- The exercise
From the agreement text below, return word for word the passage that begins at the words "Without limiting Borrower's" and stops after the words "Default and Remedies.".

** start Document **

11.   Further Assurances; Information.

     Without limiting Borrower's obligations under paragraph 2
hereof, Borrower will execute and deliver to Collateral Agent
from time to time all such other agreements, instruments and
other documents (including without limitation all requested
financing and continuation statements) and do all such other
further acts and things as Collateral Agent may reasonably
request in order to further evidence or carry out the intent of
this Agreement or to perfect the lien and security interest
created hereby or intended so to be. Borrower will provide to
Collateral Agent and each of Trade Creditors all reports and
appraisals relating to the Collateral required by Congress at the
same time such reports are delivered to Congress.

12.  Default and Remedies.

     Borrower shall be in default of this Agreement upon: 

     (1)  the failure by Borrower to observe any material provision
          of this Agreement, which failure shall continue fifteen
          days after written notice thereof provided by Collateral
          Agent; or

     (2)  notice to Collateral Agent by Required Trade Creditors of
          the failure by Borrower to observe any material provision
          of any currently existing credit agreements or arrangements 
          between Borrower and Required Trade Creditors.

** end Document **
** start Record set **

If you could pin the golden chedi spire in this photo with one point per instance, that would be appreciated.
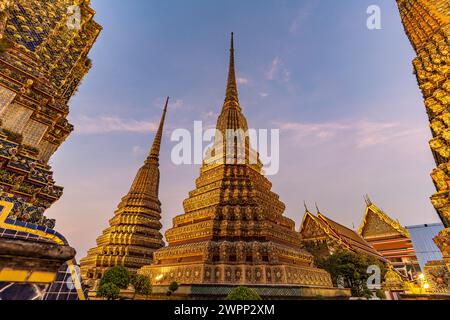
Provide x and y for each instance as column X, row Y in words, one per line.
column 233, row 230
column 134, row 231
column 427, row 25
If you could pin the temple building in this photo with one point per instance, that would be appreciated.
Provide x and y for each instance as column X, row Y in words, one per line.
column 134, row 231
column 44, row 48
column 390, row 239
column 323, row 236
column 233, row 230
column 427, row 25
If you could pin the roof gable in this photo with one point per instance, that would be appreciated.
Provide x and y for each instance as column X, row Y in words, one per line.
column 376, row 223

** end Record set **
** start Record set **

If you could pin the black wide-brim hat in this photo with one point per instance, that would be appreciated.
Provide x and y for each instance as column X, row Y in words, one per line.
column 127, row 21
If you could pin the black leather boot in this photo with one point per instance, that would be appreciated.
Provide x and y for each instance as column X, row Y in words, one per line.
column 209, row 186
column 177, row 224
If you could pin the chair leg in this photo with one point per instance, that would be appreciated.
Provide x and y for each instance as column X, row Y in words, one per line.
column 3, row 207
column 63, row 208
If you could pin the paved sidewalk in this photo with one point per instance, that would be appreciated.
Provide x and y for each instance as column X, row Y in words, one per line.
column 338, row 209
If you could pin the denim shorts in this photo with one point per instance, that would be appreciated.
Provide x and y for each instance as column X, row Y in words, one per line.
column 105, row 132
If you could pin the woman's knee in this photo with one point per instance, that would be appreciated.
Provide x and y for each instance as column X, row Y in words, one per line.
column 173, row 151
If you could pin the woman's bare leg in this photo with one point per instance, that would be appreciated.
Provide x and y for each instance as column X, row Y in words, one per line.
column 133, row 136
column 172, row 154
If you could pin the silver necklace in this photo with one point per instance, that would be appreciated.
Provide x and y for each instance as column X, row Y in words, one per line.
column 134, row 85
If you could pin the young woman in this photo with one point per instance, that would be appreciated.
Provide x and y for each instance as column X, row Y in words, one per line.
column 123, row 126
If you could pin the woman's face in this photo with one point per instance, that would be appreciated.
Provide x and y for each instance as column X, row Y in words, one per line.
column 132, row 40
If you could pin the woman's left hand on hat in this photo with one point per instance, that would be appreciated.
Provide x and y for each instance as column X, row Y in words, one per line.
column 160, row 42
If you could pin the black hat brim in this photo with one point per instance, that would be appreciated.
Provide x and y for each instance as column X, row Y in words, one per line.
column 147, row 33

** end Record set **
** start Record set **

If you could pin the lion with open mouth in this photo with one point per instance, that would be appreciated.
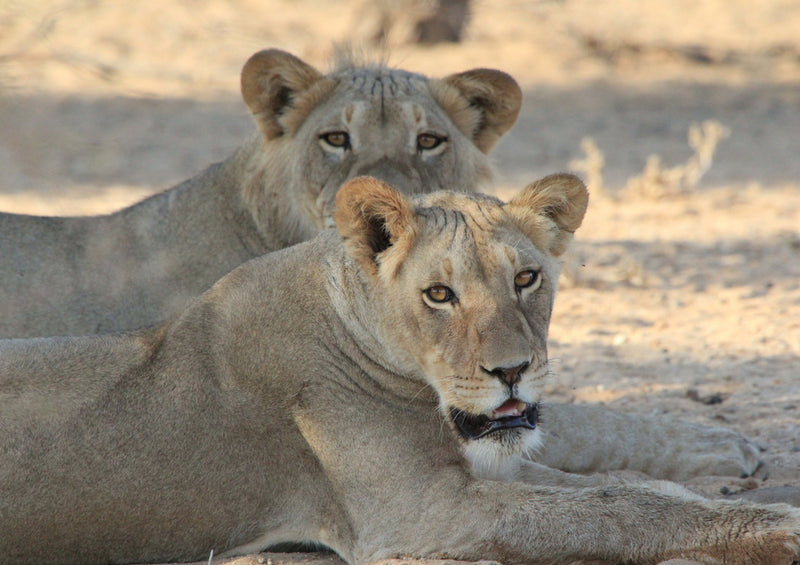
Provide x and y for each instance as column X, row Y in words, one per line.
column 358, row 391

** end Record set **

- Answer to this exercise
Without limiting Borrower's obligations under paragraph 2
hereof, Borrower will execute and deliver to Collateral Agent
from time to time all such other agreements, instruments and
other documents (including without limitation all requested
financing and continuation statements) and do all such other
further acts and things as Collateral Agent may reasonably
request in order to further evidence or carry out the intent of
this Agreement or to perfect the lien and security interest
created hereby or intended so to be. Borrower will provide to
Collateral Agent and each of Trade Creditors all reports and
appraisals relating to the Collateral required by Congress at the
same time such reports are delivered to Congress.

12.  Default and Remedies.